§ EXERCISE DESCRIPTION:
Exact copies of all the lines below are required.

§ DATA LISTING:
════════

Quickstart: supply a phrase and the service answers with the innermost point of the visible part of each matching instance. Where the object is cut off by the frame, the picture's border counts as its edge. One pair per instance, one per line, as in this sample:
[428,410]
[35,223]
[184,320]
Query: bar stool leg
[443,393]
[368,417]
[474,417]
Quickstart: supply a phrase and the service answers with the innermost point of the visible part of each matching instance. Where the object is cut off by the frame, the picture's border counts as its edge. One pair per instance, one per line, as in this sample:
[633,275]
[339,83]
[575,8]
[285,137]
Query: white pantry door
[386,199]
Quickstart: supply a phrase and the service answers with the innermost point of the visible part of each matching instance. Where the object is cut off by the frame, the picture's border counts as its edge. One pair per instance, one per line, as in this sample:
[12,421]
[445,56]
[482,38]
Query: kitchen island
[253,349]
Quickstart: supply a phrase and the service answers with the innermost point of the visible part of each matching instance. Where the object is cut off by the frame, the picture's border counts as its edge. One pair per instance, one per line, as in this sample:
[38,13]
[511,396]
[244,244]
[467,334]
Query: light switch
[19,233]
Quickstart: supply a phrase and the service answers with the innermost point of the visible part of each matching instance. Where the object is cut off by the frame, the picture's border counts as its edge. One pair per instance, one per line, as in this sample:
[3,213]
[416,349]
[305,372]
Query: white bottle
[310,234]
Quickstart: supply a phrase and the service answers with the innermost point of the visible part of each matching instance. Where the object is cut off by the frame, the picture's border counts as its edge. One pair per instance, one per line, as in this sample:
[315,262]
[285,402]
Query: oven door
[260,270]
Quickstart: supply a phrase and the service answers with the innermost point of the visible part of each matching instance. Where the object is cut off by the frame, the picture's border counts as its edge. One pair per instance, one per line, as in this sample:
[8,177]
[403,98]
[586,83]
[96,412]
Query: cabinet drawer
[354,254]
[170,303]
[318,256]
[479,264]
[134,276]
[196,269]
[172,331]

════════

§ SOLUTION TO THIS EXERCISE:
Quickstart: supply a phrase and the service answers with the innermost point of the visible part of each matching instance. Where the object is cut off by the frame, the picture's border counts as its edge. One pair per instance, one per line, as in this sample:
[428,410]
[35,223]
[184,320]
Query: bar stool leg
[443,393]
[368,417]
[474,417]
Quickstart: supply a phrase and the service answers with the innermost point of the visible part of each matching instance. Where the object is cut off by the frame, the picture's border counts as its edge. One pair per instance, one per line, as in this sample:
[633,275]
[339,83]
[575,8]
[285,137]
Query: white pantry door
[386,199]
Quickstart: supply a phrase and the service answers with the innermost point of the visible part of each matching instance. Where the object is cut off by the frame, the picture's border counts as its edge. One pair per instance, one per line, as in this sample:
[12,421]
[445,56]
[482,38]
Query: kitchen island
[253,349]
Quickstart: supply a phrase and the service answers with the innermost point of the visible part of each matching instance. Where the object is cut off by the frame, the picture's border counts as its edge. One pair per instance, one per line, as in this sample:
[38,13]
[511,396]
[244,244]
[467,334]
Query: light switch
[19,233]
Quickstart: supply a phrase and the service answers with the innermost point of the visible part of each matching instance. Where the object is cut off by the frame, the picture's border counts as its edge. One pair per instance, one per line, as in this sample:
[3,213]
[416,349]
[305,372]
Query: white bottle
[310,234]
Quickstart: supply a phrase and the service answers with the innermost point of the visible part of each matching instance. Where the object is cut off by the frame, the picture's border counts as its edge. One pair per instance, one per line, as in this sample:
[315,262]
[285,402]
Query: oven door
[260,270]
Quickstart: supply a phrase and the service answers with the innermost point of the visible part of each matching instance. Where the object is cut off by the frame, the picture's border counts as its edge. One pair per instance, one per line, as in this sample:
[8,177]
[403,98]
[586,83]
[96,412]
Query: cabinet drawer
[354,254]
[170,303]
[318,256]
[479,264]
[134,276]
[196,269]
[172,331]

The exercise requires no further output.